Transcribe the listing below word for word.

(Some records)
•••

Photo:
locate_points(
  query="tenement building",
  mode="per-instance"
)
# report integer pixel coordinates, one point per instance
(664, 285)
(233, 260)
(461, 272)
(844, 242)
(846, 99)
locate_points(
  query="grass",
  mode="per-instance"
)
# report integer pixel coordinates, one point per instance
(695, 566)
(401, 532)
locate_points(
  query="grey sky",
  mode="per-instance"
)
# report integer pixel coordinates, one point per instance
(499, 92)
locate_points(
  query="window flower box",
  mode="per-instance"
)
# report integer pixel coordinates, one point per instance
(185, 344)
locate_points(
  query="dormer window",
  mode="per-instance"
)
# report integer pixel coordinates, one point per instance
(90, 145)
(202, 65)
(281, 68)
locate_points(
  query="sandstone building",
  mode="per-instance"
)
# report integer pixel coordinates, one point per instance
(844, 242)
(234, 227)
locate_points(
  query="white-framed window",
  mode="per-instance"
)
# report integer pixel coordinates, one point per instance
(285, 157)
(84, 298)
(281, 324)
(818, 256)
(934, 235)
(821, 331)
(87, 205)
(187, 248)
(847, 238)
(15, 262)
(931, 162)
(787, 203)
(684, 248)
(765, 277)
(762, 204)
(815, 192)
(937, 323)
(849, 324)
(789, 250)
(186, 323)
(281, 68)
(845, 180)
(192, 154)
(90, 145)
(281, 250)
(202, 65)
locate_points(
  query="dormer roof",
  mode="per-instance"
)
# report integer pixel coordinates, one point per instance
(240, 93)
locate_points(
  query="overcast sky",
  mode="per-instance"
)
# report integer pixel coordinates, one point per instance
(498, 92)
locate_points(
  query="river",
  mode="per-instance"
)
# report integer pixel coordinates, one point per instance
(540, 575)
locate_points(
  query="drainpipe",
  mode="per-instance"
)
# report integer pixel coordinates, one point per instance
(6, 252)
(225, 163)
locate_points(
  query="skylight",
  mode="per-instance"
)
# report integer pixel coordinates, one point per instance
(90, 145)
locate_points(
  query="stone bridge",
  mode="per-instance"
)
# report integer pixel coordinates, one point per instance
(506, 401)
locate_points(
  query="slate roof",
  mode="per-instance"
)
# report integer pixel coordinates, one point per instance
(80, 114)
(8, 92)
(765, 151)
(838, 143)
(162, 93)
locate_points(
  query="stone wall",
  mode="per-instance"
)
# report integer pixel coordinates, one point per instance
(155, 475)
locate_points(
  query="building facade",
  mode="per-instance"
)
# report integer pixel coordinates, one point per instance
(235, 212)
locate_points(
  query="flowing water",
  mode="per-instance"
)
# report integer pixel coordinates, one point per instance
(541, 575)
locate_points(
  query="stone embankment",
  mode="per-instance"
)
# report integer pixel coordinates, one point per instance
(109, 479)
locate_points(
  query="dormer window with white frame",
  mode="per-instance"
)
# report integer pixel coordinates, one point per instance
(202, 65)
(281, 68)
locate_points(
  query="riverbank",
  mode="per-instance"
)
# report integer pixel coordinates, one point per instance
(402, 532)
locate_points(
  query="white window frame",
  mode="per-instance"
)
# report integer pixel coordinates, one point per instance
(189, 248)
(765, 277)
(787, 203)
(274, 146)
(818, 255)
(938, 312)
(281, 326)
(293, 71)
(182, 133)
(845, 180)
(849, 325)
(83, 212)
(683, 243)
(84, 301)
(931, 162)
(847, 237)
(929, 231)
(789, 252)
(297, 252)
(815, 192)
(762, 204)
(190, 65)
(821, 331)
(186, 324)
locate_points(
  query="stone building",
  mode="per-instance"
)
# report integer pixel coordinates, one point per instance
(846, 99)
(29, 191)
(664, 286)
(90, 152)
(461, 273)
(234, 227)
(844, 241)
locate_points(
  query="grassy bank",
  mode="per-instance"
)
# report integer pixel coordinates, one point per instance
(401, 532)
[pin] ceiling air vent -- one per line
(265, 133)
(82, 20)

•••

Solved problem:
Photo:
locate_points(
  query="tenement building",
  mode="per-instance"
)
# report integer pixel coordinates, one point per instance
(664, 285)
(233, 260)
(461, 272)
(844, 242)
(846, 99)
locate_points(
  query="grass",
  mode="per-instance"
)
# report integer pixel coordinates, one point per instance
(695, 566)
(401, 532)
locate_points(
  query="grey sky",
  mode="per-instance"
)
# report integer pixel coordinates, one point per instance
(499, 92)
locate_points(
  query="window flower box",
  mode="per-instance"
)
# report integer pixel coordinates, one point per instance
(185, 344)
locate_points(
  query="dormer window",
  mode="per-instance"
)
# report integer pixel coordinates, one point per instance
(90, 145)
(202, 65)
(281, 68)
locate_points(
  query="sandstone building",
  mode="per-instance"
)
# report integer pixel coordinates, one point per instance
(844, 242)
(234, 227)
locate_points(
  query="white-framed window",
  mode="per-instance"
)
# report integer pixel coordinates, one point per instance
(285, 157)
(84, 298)
(281, 324)
(818, 256)
(934, 235)
(821, 331)
(87, 205)
(187, 248)
(847, 238)
(15, 262)
(931, 162)
(787, 203)
(684, 248)
(765, 277)
(762, 204)
(815, 192)
(937, 323)
(849, 324)
(789, 250)
(186, 323)
(281, 68)
(845, 180)
(192, 154)
(90, 145)
(281, 250)
(202, 65)
locate_points(
  query="dormer roof",
  mode="per-instance"
)
# report integer pixel coordinates, one point per instance
(240, 93)
locate_points(
  query="overcast sky",
  mode="per-instance"
)
# report integer pixel coordinates, one point per instance
(498, 92)
locate_points(
  query="river",
  mode="per-instance"
)
# report integer pixel coordinates, one point per instance
(540, 575)
locate_points(
  query="drainpipe",
  mode="per-instance"
)
# report integer pixel coordinates, one point per instance
(6, 252)
(225, 163)
locate_points(
  query="skylight",
  mode="per-instance"
)
# report integer pixel coordinates, one point per instance
(90, 145)
locate_points(
  query="stone bridge",
  mode="per-instance"
)
# report integer pixel coordinates, one point per instance
(506, 401)
locate_points(
  query="slate roof",
  mode="per-instance"
)
# report integer pixel coordinates, one point per instance
(80, 114)
(8, 92)
(765, 151)
(838, 143)
(162, 93)
locate_points(
  query="stone wall",
  mode="per-instance"
)
# report integer pixel coordinates, one point per instance
(155, 475)
locate_points(
  query="building facade",
  mode="per-instance"
)
# report integer pixel coordinates, one point per instance
(235, 212)
locate_points(
  query="flowing water",
  mode="per-instance"
)
# report integer pixel coordinates, one point per instance
(541, 575)
locate_points(
  query="stone embankment",
  mode="per-instance"
)
# report integer pixel coordinates, one point per instance
(109, 479)
locate_points(
  query="dormer window with white frame",
  mode="per-instance"
)
# report integer pixel coordinates, one point per instance
(202, 65)
(281, 68)
locate_points(
  query="riverbank",
  mode="per-instance"
)
# report integer pixel coordinates, one point per instance
(402, 532)
locate_points(
  query="white window frame",
  mode="per-instance"
)
# report integer pixel coordinates, one point per instance
(189, 248)
(765, 277)
(787, 203)
(274, 146)
(818, 255)
(938, 312)
(281, 326)
(293, 71)
(182, 133)
(845, 180)
(849, 325)
(83, 212)
(683, 243)
(84, 301)
(931, 162)
(847, 237)
(929, 231)
(789, 252)
(297, 252)
(815, 192)
(762, 204)
(190, 65)
(821, 331)
(186, 324)
locate_points(
  query="stone building",
  mode="per-instance"
)
# report integer pixel coordinates, one point per instance
(846, 99)
(29, 191)
(664, 286)
(90, 152)
(461, 273)
(234, 227)
(844, 241)
locate_points(
  query="grassy bank",
  mode="per-instance"
)
# report integer pixel coordinates, one point per instance
(401, 532)
[pin] ceiling air vent -- one per line
(265, 133)
(82, 20)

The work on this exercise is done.